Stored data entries
<<<<

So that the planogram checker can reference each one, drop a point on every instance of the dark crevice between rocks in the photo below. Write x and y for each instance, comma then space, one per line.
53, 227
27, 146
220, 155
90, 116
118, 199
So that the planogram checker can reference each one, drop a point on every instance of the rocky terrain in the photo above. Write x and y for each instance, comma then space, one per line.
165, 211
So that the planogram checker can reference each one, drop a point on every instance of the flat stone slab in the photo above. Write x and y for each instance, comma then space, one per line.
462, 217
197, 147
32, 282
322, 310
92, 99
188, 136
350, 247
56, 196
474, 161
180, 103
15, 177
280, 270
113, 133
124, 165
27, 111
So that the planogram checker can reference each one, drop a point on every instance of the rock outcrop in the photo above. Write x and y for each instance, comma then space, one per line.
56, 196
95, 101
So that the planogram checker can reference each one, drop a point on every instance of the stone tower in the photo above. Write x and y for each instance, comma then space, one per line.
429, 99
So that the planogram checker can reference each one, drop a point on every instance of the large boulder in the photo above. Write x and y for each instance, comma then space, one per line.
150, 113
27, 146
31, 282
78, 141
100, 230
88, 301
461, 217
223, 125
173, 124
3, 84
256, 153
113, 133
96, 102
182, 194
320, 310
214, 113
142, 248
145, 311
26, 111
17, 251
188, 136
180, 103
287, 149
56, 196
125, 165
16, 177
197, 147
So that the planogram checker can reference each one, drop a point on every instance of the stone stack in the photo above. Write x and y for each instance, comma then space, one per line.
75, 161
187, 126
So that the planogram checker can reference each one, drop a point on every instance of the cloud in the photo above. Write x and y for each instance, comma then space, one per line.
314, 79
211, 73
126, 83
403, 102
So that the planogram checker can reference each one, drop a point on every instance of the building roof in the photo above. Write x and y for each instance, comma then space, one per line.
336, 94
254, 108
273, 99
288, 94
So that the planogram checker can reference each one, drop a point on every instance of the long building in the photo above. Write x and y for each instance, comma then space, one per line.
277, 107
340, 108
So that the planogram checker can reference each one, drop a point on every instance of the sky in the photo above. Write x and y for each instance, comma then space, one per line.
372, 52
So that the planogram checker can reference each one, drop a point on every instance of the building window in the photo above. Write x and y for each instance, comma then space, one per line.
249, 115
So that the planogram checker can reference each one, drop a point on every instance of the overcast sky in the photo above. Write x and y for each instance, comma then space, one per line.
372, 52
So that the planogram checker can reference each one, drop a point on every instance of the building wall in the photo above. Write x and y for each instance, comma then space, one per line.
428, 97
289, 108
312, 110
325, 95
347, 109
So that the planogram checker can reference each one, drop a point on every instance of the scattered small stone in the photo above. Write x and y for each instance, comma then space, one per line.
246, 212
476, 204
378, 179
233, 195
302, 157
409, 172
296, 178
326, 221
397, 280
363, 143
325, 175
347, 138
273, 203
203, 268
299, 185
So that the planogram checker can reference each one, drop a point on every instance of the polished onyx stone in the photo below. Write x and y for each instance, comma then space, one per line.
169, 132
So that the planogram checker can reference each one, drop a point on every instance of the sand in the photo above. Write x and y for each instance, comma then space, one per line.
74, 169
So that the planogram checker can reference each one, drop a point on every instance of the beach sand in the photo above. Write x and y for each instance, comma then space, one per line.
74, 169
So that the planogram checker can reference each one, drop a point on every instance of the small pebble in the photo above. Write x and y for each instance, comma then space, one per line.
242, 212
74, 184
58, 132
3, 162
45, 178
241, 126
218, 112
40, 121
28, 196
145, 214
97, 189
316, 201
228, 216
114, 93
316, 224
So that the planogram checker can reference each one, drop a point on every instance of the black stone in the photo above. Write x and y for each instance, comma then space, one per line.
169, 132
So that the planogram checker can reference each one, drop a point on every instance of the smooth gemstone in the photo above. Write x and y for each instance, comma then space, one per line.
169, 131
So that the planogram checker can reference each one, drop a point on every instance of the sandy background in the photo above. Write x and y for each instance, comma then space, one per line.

>>>>

Task item. Transcribe the data in full, keeping every detail.

Task response.
So that the planogram checker can reference each one, drop a point on every instance of the dark crevice between rocks in the photo below. Write x and y for each instance, comma then space, one per line.
53, 227
27, 146
220, 155
90, 116
118, 199
So that the planogram checker can reference each one, drop a point on every instance of the rocky terrain in the photo above. Write x and y for each instance, comma then space, one per line.
165, 211
So that the planogram checker can reference each one, drop a point on every instance of the flat stone slab in the photo above. Write x and y for each instance, comma then space, one per line.
462, 217
197, 147
32, 282
322, 310
92, 99
188, 136
350, 247
56, 196
474, 161
180, 103
15, 177
280, 270
113, 133
124, 165
27, 111
So that the planogram checker can reference each one, drop a point on every instance of the rock outcrop in the photo above. Write x and y for each instance, comma then space, one per line.
56, 196
95, 101
So that the planogram checker can reference each one, drop a point on every instance of the stone tower in the photo above. Write x and y for each instance, comma then space, one per line.
429, 99
So that the planogram checker can reference each one, drop a point on every instance of the large boulder in the photo above. Write x and y for each instance, comma then space, one per line.
150, 113
27, 146
31, 282
78, 141
100, 230
88, 301
461, 217
223, 125
173, 124
3, 84
256, 153
113, 133
96, 102
182, 194
320, 310
214, 113
142, 248
145, 311
26, 111
17, 251
188, 136
180, 103
287, 149
56, 196
125, 165
16, 177
197, 147
So that the planogram checker can reference each one, drop a point on every instance of the stone stack in the photo above. Write x and y for each instance, comma then space, one per line.
75, 161
187, 126
So that the planogram checker can reference each one, drop a point on every instance of the cloud in the photo above. Write x and y for each instance, comma then space, one per line.
314, 79
211, 73
126, 83
403, 102
So that the planogram checker can reference each one, drop a point on every instance of the building roof in the photo above. Write x and y for each instance, comma then space, one per line.
336, 94
254, 108
273, 99
288, 94
So that the planogram checker can reference each one, drop a point on every instance of the long building in the photo above. Write x and y for each instance, comma then space, one per line.
277, 107
340, 108
So that the planogram checker can reference each one, drop a point on every instance of the sky in the photo above. Write x and y for each instance, comma then space, one per line.
372, 52
So that the planogram checker can reference each one, drop a point on every instance of the building window in the photo above. Write x and y for each instance, comma then space, one per line.
249, 115
So that the planogram checker can reference each one, drop a point on every instance of the overcast sky in the photo above. Write x and y for each instance, comma then space, one per line.
372, 52
So that the planogram checker can reference each one, drop a point on every instance of the building wall in the photo above. Write x and y for each instance, comma then space, one per line.
428, 97
289, 108
312, 110
325, 95
347, 109
So that the planogram checker can reference each one, drop a point on every instance of the scattered small stone in the photo above. Write x and y for each instance, comma then space, one per line.
246, 212
476, 204
378, 179
233, 195
302, 157
409, 172
296, 178
326, 221
397, 280
363, 143
325, 175
347, 138
273, 203
203, 268
299, 185
So that the planogram checker can reference each one, drop a point on every instance of the polished onyx stone in the photo below. Write x and y for each instance, comma then space, one per line.
169, 132
So that the planogram checker can reference each one, drop a point on every instance of the sand in the photo above. Write x and y for each instance, comma then space, one per line.
74, 169
So that the planogram checker can reference each one, drop a point on every instance of the beach sand in the photo above. Write x and y for each instance, comma then space, one per line.
74, 169
So that the planogram checker can reference each one, drop a point on every instance of the small pebble in the photo above. Write x and y for each instance, comma then space, one per line.
242, 212
74, 184
58, 132
3, 162
45, 178
241, 126
218, 112
40, 121
28, 196
145, 214
97, 189
316, 201
228, 216
114, 93
316, 224
So that the planogram checker can reference each one, drop a point on every instance of the black stone in the photo above. Write x and y for each instance, comma then space, one per line.
169, 132
So that the planogram checker can reference each one, drop a point on every instance of the smooth gemstone in the photo above. Write x and y for each instance, comma then space, one per line.
169, 131
So that the planogram checker can reference each one, drop a point on every instance of the sandy background in the photo above. Write x and y for each instance, comma then space, one per line.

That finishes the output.